What the task requires - Arrange the data from the line containing "the tree canopy?" through the line containing "573L403 592L414 598L426" as a two-column CSV with the headers input and output, one row per input and its output, each in a single quoted field with line breaks replaced by spaces. Leave the picture out.
## BEGIN Data in this exercise
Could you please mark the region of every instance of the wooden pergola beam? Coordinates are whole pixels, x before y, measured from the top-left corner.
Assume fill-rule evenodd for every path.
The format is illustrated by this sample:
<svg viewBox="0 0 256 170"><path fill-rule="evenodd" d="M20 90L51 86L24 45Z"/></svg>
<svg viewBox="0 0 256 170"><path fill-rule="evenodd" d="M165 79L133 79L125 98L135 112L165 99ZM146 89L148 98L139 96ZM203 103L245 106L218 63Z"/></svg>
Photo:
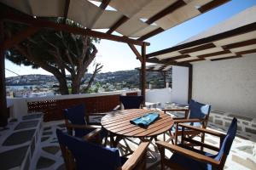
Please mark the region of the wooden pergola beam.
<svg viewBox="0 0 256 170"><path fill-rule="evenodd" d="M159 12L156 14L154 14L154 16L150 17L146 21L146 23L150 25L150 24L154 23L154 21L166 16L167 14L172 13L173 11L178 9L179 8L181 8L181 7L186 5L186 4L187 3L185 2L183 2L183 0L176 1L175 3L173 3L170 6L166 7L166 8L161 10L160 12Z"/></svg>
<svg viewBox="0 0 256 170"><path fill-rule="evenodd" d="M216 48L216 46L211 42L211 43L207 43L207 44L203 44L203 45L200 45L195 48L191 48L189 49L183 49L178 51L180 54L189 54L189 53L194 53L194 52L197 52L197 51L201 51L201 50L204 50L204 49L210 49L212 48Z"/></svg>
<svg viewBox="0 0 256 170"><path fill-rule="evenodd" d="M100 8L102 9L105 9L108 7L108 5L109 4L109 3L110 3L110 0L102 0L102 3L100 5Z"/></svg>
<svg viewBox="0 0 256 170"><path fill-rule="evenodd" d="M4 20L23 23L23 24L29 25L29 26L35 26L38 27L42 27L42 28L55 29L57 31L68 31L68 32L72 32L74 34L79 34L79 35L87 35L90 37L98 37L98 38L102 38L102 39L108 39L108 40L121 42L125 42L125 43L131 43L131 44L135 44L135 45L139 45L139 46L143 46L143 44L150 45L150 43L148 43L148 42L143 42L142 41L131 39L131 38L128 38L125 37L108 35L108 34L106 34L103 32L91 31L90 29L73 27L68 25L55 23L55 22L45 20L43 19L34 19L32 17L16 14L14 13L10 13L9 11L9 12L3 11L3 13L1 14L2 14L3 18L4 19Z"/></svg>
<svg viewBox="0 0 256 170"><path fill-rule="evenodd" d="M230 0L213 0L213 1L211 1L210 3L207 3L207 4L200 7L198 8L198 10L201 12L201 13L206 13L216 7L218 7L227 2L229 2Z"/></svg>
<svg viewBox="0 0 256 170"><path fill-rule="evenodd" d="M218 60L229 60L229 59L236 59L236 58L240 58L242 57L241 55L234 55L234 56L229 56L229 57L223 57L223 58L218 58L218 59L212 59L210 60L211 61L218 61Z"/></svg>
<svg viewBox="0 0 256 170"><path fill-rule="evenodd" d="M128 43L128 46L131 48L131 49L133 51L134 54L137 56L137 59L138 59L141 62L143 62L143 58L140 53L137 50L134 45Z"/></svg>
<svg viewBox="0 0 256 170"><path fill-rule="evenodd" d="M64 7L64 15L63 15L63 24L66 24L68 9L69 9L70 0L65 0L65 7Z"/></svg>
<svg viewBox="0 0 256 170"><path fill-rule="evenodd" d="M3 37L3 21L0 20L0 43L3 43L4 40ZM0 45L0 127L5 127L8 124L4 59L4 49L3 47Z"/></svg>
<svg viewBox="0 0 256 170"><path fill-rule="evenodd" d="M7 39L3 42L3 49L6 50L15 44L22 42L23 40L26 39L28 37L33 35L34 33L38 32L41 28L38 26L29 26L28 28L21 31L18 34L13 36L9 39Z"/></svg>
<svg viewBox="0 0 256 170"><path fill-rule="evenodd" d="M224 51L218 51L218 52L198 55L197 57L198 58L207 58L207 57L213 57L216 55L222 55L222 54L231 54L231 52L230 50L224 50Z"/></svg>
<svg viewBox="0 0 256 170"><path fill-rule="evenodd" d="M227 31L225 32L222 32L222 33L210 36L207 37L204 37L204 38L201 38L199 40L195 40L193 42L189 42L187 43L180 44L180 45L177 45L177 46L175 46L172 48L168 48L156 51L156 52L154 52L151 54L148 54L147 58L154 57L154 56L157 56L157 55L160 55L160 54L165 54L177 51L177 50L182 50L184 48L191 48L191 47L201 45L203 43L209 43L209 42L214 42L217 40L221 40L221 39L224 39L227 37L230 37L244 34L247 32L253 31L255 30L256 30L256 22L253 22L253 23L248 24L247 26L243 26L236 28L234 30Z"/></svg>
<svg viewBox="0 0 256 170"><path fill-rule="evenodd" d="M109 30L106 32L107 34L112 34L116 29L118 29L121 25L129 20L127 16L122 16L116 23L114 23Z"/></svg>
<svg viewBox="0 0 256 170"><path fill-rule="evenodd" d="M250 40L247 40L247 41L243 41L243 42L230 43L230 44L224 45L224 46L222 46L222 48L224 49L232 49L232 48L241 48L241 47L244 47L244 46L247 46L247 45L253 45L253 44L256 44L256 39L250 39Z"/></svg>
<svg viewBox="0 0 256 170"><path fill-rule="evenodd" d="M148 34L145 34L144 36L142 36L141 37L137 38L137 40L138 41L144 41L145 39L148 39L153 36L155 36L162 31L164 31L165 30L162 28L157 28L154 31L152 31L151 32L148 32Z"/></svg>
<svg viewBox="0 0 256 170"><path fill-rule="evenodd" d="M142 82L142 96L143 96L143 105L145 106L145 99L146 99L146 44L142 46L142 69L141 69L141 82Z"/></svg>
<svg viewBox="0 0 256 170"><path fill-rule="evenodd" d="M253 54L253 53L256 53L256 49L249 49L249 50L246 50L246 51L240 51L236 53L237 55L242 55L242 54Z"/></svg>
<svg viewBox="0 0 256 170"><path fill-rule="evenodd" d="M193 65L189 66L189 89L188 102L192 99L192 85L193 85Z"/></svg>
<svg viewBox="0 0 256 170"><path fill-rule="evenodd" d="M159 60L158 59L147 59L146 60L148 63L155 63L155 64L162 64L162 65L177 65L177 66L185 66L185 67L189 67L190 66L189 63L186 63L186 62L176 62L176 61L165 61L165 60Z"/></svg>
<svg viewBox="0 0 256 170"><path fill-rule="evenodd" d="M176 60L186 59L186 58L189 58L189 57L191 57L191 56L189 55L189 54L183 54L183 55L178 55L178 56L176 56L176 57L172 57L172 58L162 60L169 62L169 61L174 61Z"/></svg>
## END Data in this exercise
## BEGIN Data in this exercise
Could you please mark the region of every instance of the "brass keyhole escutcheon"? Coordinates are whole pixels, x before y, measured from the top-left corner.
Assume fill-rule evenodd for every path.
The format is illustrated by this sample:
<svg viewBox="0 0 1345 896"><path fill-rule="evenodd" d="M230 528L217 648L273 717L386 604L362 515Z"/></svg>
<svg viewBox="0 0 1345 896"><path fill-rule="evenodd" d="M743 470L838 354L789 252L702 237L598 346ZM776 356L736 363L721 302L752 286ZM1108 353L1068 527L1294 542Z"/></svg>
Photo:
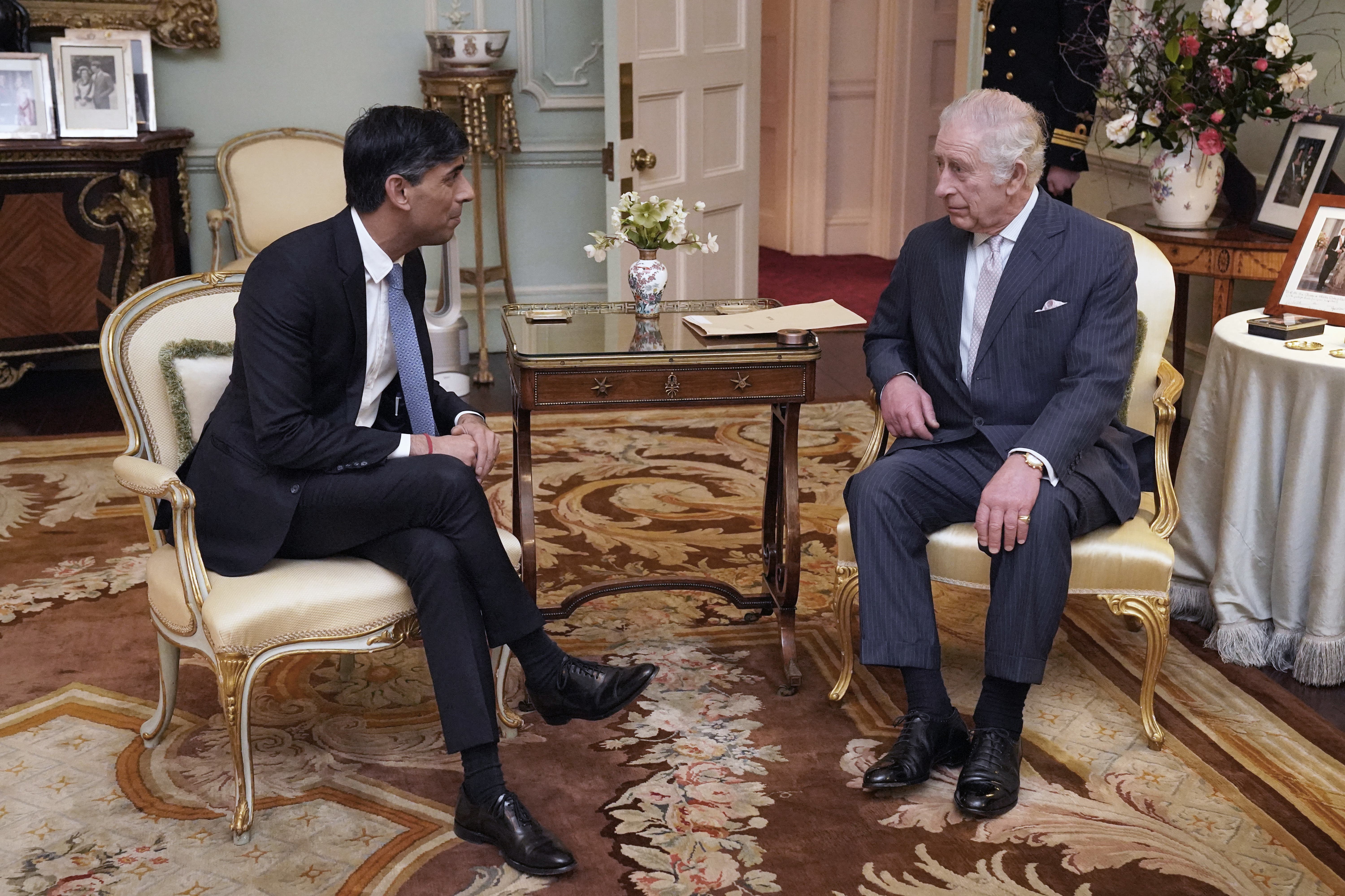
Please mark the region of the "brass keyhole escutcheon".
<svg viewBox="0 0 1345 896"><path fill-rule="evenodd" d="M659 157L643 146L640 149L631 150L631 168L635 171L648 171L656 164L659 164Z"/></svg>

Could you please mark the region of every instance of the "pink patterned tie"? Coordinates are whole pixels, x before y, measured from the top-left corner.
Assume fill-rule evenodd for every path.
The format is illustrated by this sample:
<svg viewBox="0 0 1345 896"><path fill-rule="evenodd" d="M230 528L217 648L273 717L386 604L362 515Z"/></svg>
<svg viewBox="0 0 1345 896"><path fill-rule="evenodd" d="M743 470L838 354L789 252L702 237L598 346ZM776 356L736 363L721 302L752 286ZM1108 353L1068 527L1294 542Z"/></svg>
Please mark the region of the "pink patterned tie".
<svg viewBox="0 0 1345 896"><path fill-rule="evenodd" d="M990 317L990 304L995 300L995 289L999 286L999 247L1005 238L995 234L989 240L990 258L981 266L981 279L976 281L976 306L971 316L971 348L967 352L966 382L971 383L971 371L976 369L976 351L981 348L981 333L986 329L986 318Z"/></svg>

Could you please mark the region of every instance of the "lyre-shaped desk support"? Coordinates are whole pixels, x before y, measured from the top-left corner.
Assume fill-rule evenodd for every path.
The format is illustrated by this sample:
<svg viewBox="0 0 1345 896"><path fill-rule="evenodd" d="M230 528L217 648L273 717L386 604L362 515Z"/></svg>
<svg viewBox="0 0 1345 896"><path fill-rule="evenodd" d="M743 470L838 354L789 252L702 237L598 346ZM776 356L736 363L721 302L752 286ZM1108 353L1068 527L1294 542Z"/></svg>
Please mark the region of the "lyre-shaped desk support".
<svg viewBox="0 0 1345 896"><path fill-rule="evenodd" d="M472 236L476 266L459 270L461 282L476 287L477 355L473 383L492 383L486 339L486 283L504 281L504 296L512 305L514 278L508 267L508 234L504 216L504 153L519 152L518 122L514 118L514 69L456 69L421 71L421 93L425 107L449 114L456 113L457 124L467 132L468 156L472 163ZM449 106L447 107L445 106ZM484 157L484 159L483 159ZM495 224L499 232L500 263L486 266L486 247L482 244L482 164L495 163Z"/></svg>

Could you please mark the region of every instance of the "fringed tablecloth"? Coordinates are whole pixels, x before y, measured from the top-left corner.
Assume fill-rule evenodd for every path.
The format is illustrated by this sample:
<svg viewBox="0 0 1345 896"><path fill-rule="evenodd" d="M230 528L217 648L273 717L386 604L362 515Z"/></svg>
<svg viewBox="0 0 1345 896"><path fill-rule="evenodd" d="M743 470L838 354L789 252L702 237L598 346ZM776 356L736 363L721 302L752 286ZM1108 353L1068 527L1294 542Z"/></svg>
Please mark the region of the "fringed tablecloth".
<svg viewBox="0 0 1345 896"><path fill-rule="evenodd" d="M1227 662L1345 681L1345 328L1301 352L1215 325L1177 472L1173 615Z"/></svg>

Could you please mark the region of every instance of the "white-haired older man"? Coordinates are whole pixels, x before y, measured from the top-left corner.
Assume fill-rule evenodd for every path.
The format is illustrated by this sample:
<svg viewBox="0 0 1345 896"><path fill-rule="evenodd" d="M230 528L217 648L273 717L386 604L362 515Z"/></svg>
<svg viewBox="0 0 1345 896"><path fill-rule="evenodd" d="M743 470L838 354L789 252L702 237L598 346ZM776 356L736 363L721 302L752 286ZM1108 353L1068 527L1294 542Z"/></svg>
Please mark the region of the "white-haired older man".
## END Data in this exercise
## BEGIN Data in this exercise
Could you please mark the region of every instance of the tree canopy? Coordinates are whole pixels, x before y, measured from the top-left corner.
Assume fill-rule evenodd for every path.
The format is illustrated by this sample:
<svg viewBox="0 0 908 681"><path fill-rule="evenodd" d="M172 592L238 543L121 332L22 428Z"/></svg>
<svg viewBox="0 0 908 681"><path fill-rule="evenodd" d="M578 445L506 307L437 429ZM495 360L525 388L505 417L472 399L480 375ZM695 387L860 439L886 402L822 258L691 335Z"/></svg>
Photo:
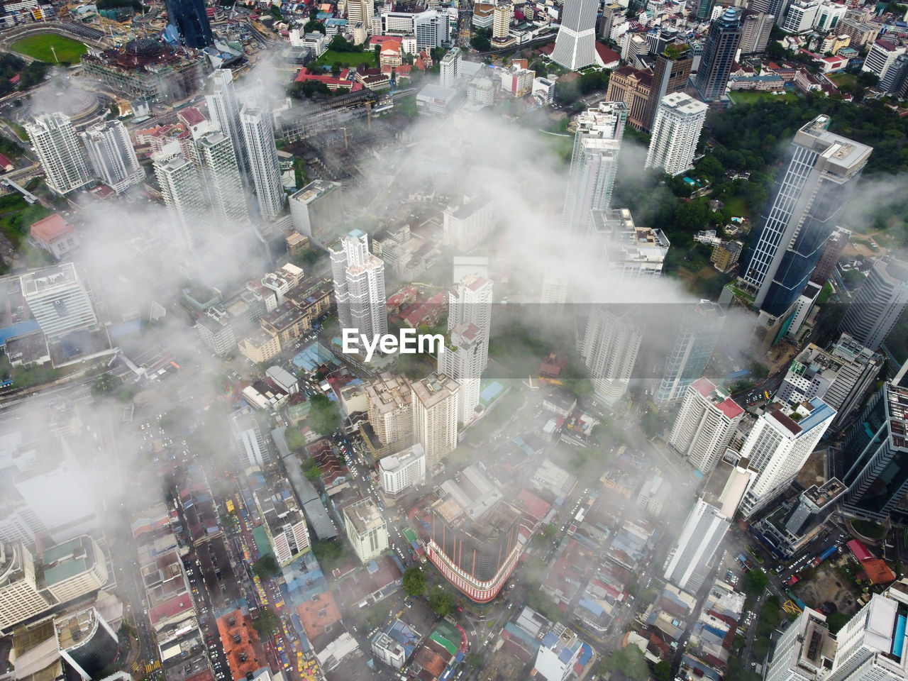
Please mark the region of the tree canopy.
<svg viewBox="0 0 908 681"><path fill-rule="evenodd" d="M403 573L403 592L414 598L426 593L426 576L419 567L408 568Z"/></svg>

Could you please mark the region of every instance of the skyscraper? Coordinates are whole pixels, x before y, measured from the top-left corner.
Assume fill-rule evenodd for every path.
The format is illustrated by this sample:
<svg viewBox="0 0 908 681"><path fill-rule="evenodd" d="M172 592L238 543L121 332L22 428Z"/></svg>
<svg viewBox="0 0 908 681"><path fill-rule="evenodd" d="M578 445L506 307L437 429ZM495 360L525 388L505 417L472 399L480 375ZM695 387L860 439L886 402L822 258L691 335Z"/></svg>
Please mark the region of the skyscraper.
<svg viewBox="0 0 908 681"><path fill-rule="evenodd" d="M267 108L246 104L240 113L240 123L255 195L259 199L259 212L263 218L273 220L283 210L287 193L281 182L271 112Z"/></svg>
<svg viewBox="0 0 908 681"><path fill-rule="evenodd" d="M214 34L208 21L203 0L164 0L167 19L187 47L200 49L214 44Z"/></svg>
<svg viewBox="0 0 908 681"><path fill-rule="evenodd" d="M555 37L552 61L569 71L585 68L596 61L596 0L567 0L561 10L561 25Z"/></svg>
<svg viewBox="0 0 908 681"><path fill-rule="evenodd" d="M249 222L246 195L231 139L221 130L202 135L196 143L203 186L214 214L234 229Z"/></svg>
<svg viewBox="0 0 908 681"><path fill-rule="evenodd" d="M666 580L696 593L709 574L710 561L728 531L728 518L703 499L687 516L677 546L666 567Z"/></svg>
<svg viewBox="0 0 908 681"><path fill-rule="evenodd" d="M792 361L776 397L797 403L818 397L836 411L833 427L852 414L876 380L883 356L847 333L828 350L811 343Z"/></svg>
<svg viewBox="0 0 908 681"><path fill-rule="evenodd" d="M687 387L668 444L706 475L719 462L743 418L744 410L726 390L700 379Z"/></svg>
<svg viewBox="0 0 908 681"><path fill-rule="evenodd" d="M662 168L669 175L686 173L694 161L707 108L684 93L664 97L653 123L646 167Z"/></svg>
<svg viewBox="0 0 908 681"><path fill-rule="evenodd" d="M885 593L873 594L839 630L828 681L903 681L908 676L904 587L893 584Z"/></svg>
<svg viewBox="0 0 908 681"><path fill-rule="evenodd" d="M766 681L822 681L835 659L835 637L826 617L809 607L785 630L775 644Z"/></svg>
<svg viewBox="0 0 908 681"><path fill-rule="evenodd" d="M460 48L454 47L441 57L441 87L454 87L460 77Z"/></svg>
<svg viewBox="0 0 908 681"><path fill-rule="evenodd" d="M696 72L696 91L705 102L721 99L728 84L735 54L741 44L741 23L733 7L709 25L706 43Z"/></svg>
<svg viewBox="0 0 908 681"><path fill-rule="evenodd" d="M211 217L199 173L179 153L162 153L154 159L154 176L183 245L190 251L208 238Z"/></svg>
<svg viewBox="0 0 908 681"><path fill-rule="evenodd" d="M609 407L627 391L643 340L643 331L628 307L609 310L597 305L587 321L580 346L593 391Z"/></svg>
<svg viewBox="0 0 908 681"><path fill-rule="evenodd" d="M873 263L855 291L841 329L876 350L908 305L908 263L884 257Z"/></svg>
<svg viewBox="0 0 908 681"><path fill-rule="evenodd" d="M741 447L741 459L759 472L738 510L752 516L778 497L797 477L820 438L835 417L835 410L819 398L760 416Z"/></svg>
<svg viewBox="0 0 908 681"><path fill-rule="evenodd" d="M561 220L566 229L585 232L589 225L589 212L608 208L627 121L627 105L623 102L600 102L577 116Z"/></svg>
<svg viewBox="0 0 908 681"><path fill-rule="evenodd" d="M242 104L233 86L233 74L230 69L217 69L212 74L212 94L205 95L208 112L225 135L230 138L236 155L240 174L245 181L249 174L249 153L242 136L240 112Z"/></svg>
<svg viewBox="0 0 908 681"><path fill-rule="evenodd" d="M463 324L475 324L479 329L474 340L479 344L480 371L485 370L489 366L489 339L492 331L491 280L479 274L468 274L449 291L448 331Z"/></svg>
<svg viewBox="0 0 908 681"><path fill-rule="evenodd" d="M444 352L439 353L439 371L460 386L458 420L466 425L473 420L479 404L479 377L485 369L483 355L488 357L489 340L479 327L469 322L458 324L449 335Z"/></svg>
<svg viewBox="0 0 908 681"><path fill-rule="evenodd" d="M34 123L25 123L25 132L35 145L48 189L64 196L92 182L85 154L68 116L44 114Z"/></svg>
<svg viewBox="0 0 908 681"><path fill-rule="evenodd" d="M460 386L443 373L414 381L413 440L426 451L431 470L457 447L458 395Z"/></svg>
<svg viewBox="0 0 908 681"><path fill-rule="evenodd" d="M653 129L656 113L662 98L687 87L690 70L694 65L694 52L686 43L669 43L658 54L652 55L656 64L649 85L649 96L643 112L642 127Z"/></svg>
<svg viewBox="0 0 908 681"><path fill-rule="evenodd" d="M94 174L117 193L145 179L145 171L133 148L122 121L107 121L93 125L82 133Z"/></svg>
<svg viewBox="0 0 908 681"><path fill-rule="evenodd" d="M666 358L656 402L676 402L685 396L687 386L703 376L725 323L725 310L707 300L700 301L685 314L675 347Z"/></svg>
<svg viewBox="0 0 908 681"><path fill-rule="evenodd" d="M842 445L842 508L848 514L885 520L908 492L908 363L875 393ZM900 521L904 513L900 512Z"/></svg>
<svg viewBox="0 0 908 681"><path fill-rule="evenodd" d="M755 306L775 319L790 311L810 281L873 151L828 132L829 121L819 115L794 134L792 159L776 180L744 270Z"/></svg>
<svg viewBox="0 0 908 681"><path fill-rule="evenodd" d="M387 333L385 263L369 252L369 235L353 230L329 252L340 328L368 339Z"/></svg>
## END Data in this exercise
Reply to the exercise -
input,output
"Could you please mark the region of every instance of the tree canopy? Coordinates are whole pixels, x before y, measured from the top-left corner. Assume fill-rule evenodd for every path. The format is illustrated by this sample: <svg viewBox=""0 0 908 681""><path fill-rule=""evenodd"" d=""M172 592L238 543L121 332L22 428Z""/></svg> <svg viewBox=""0 0 908 681""><path fill-rule=""evenodd"" d=""M578 445L506 307L437 429ZM495 360L525 388L505 417L472 399L480 375ZM695 387L860 439L886 402L822 258L691 335Z""/></svg> Photo: Please mark the region of the tree canopy.","<svg viewBox=""0 0 908 681""><path fill-rule=""evenodd"" d=""M403 573L403 592L414 598L426 593L426 576L419 567L408 568Z""/></svg>"